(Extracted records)
==================================================

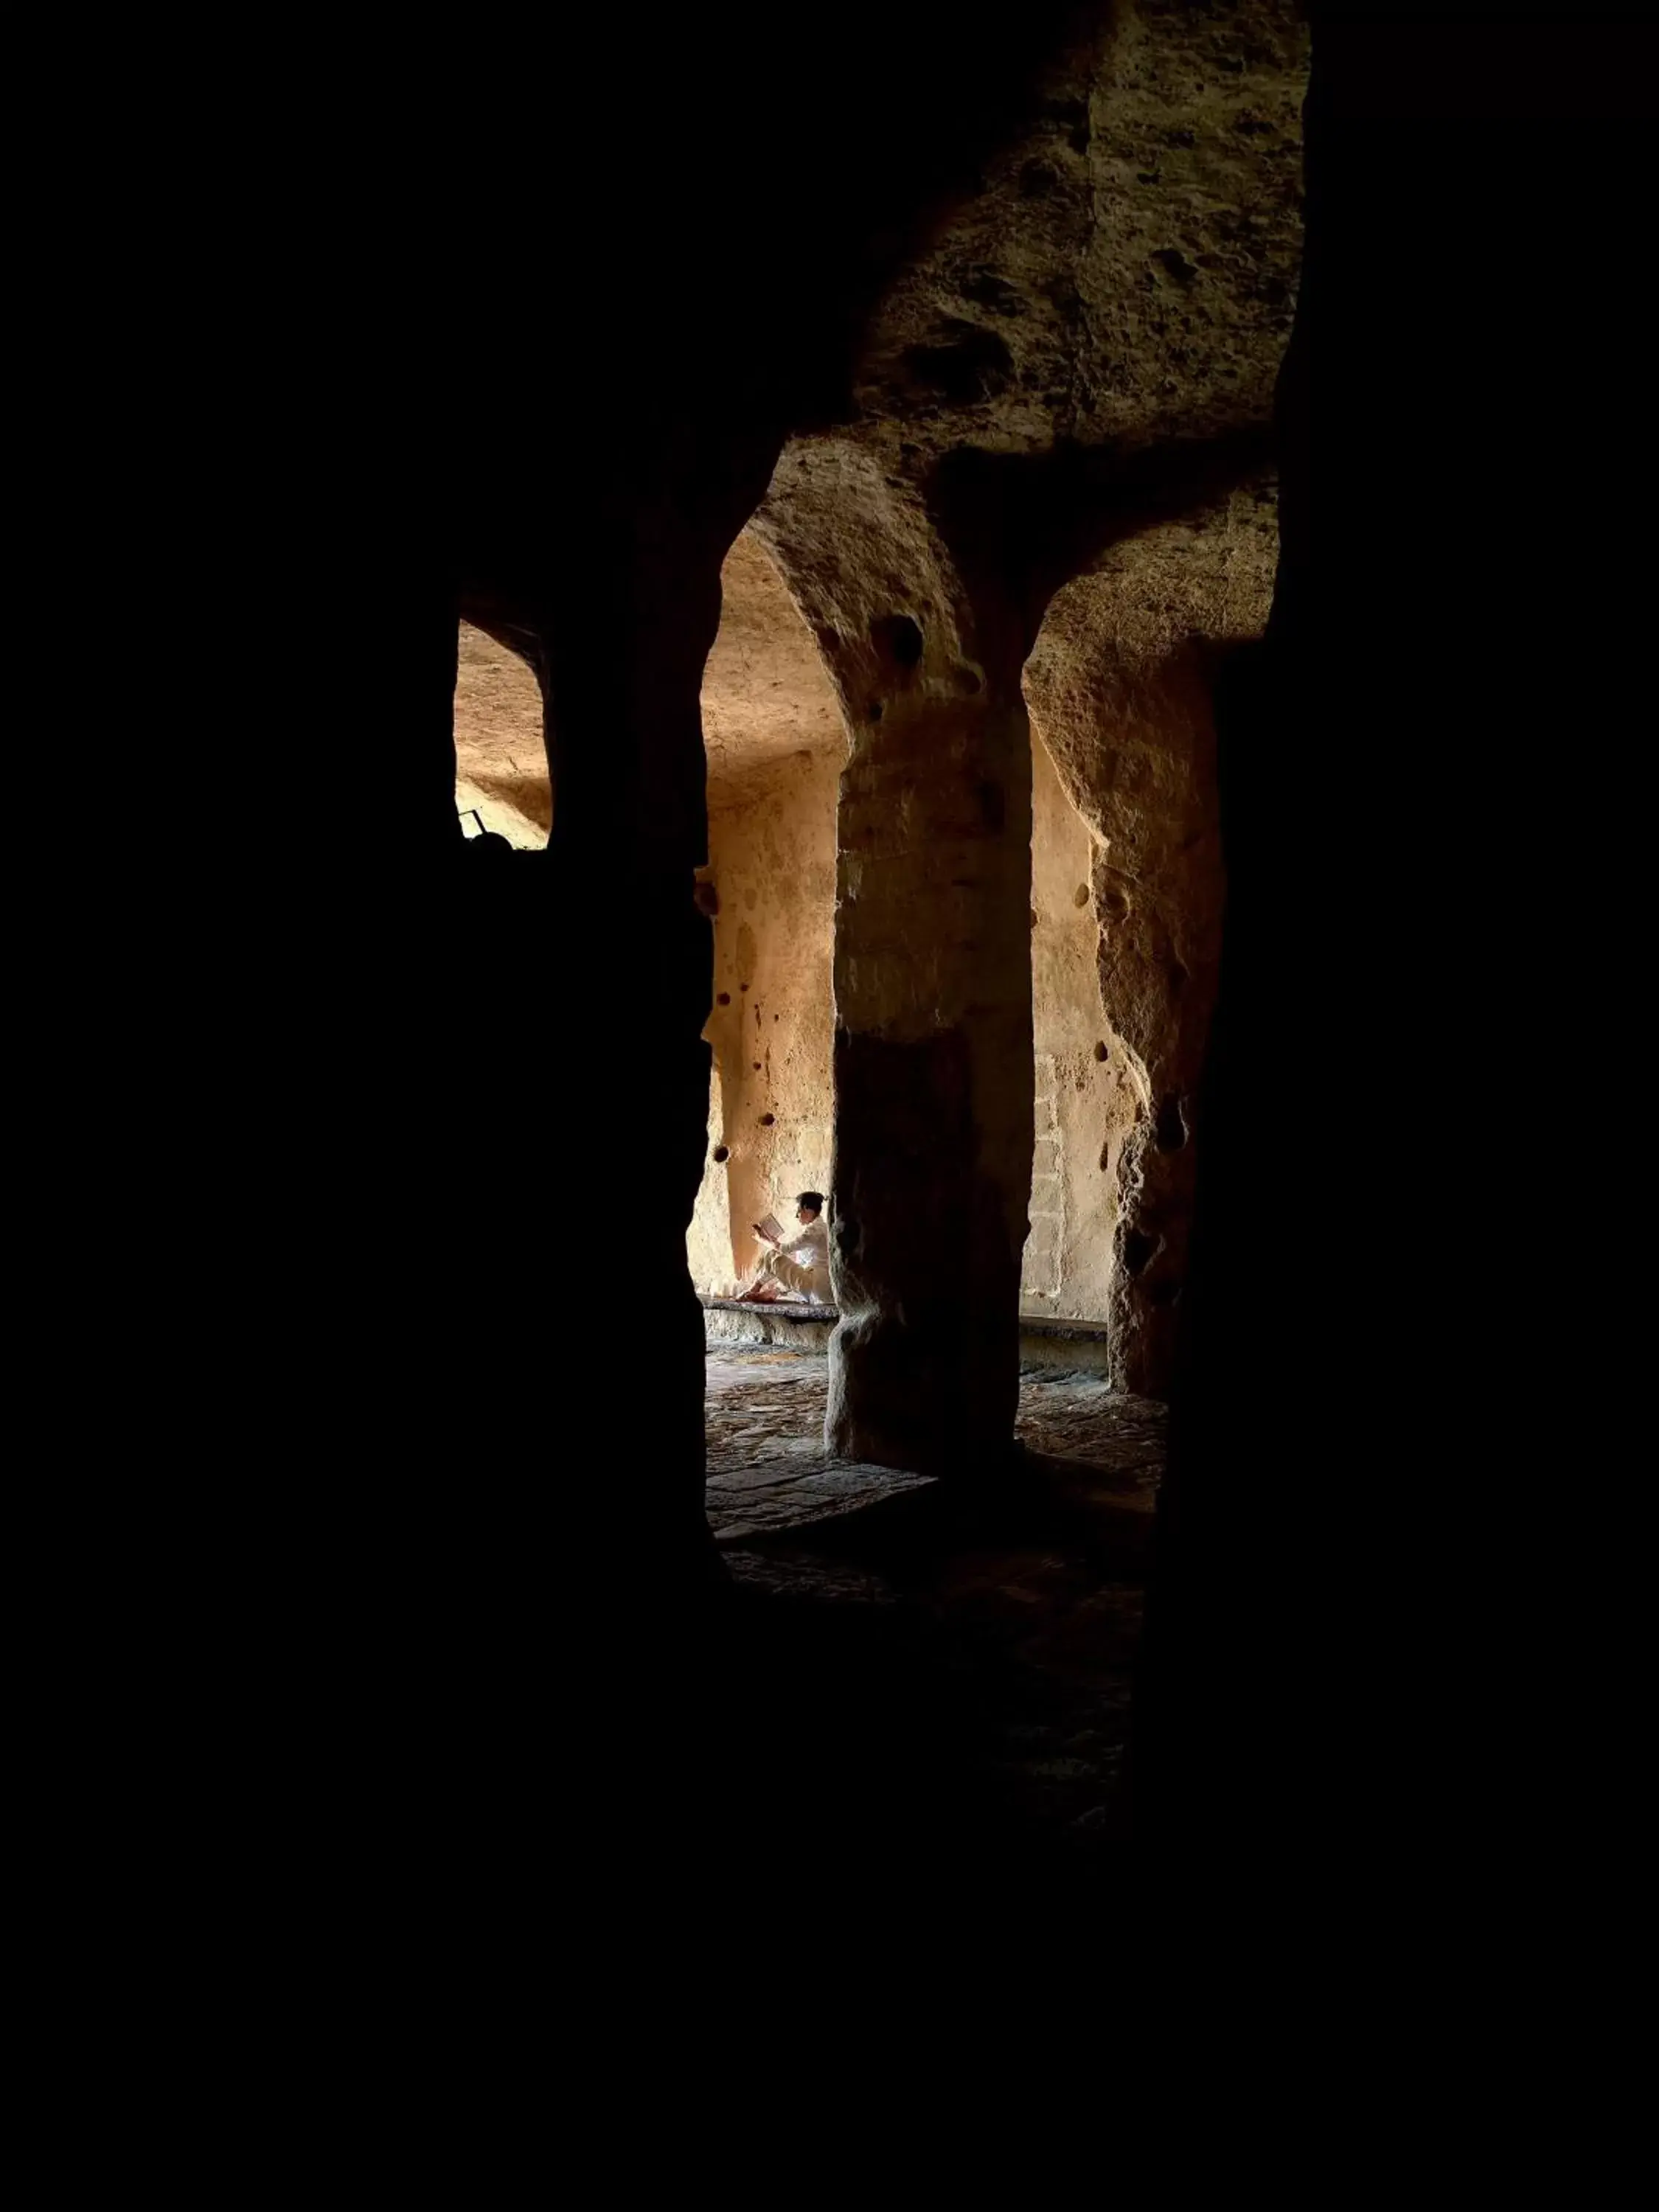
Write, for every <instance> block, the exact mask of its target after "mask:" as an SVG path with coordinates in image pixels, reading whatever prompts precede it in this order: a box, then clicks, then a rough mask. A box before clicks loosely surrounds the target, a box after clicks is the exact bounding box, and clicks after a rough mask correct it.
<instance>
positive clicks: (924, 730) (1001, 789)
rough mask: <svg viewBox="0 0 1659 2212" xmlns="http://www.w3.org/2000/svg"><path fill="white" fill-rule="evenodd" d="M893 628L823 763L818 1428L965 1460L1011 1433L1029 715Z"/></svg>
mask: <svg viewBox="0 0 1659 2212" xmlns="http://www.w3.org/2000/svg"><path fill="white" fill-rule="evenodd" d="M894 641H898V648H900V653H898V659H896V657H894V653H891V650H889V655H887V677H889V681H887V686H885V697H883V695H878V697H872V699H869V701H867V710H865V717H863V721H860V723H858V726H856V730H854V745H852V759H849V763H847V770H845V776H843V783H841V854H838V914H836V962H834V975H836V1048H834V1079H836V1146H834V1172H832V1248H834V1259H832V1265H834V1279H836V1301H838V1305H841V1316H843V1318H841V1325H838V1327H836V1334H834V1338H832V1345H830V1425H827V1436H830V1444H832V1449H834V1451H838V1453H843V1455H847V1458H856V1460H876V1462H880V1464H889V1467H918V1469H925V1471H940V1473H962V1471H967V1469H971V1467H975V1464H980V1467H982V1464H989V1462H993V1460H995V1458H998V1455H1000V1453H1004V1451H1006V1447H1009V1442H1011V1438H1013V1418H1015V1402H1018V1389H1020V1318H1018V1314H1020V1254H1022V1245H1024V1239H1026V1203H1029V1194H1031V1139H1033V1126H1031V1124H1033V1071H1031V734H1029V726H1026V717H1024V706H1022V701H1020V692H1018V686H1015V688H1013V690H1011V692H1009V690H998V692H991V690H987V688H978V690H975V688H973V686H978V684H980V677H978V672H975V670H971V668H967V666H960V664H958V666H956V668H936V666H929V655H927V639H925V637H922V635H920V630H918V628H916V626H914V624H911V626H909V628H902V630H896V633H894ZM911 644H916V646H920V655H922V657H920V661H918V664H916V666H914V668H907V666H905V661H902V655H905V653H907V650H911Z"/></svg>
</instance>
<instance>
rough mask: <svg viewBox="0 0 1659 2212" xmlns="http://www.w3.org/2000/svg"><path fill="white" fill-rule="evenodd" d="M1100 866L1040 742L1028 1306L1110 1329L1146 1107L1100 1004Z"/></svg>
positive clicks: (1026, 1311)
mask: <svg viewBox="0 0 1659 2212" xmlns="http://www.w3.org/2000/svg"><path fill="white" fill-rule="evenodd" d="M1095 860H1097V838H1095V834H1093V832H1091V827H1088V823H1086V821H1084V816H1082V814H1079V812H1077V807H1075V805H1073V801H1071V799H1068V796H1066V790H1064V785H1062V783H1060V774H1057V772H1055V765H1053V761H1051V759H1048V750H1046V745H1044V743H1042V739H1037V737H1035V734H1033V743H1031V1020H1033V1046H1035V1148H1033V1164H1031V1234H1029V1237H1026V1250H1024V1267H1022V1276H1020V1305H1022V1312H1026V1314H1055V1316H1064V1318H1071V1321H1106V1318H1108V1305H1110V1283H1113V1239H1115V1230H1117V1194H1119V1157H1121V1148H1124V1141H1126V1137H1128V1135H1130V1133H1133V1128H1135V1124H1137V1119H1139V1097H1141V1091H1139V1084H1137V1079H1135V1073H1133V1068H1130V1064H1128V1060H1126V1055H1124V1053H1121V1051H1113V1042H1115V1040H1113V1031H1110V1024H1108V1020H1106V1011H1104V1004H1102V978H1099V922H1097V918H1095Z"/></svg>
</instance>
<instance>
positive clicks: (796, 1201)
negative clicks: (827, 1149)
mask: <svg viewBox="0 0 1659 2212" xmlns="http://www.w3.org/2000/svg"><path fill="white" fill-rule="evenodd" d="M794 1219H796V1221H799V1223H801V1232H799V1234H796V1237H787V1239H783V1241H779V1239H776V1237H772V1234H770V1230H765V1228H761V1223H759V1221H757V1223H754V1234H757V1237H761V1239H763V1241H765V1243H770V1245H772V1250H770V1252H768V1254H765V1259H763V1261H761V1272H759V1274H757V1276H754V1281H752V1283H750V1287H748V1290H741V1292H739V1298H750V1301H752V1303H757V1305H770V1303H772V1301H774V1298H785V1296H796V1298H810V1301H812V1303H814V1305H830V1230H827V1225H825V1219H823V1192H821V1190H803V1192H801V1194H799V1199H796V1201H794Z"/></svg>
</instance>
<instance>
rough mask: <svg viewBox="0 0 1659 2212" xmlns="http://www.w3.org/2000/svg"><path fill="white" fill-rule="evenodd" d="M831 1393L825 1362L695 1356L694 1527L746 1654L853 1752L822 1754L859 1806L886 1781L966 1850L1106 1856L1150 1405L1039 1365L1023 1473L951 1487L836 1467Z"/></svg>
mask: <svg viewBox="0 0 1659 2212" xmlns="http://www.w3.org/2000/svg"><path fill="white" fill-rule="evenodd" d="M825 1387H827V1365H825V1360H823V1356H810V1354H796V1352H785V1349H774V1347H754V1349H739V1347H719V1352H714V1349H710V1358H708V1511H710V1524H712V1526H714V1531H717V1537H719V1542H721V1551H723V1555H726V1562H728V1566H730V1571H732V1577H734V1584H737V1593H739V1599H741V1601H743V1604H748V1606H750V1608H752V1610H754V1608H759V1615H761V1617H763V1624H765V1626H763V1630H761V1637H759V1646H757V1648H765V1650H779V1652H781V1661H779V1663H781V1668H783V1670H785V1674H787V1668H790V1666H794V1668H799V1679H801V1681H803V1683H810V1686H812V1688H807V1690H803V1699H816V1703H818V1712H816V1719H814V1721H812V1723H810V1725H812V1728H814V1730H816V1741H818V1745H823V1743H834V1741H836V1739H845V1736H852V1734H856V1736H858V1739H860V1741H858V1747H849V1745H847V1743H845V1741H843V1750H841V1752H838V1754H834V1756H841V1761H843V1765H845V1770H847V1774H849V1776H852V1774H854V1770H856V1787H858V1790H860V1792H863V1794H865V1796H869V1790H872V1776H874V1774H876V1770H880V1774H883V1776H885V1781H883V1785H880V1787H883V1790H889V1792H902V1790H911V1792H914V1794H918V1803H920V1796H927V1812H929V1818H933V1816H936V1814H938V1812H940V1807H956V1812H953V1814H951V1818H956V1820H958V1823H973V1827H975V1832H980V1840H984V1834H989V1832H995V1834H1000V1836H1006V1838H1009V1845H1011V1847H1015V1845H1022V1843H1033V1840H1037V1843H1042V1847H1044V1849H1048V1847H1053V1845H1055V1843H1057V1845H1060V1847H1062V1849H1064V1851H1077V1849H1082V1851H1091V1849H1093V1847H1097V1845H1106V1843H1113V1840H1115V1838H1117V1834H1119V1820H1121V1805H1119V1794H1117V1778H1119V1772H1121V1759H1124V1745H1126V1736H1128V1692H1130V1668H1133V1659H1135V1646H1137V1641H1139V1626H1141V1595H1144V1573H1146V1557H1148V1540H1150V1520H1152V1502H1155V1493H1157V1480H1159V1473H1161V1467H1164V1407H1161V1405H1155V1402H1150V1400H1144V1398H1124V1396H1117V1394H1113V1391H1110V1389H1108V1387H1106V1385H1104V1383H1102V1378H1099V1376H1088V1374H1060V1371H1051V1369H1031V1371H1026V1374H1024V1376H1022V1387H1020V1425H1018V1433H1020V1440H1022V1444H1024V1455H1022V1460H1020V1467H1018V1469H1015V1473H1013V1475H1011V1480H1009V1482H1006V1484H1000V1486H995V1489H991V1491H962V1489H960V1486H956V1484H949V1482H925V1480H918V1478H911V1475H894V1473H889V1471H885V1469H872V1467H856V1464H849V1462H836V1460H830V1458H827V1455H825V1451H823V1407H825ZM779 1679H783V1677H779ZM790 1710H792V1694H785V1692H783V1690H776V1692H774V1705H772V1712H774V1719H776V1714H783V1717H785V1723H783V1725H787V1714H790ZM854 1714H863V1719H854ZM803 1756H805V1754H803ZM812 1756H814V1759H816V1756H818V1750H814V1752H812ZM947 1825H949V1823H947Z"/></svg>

==================================================

▶ [Work item] When pictures appear in the records above, leave them out and reproduce exactly each line from the first through the line containing "positive clicks: (924, 730) (1001, 789)", both included.

▶ [Response area]
Write, for every <instance> block, the exact mask of its target after "mask:" as an SVG path with coordinates in image pixels, reading whatever prompts precede it in this order: a box, then clicks, then a rough mask. A box before clicks loosely surrounds the target, a box after clicks is the exact bounding box, and clicks after a rough mask correct it.
<instance>
positive clicks: (924, 730) (1001, 789)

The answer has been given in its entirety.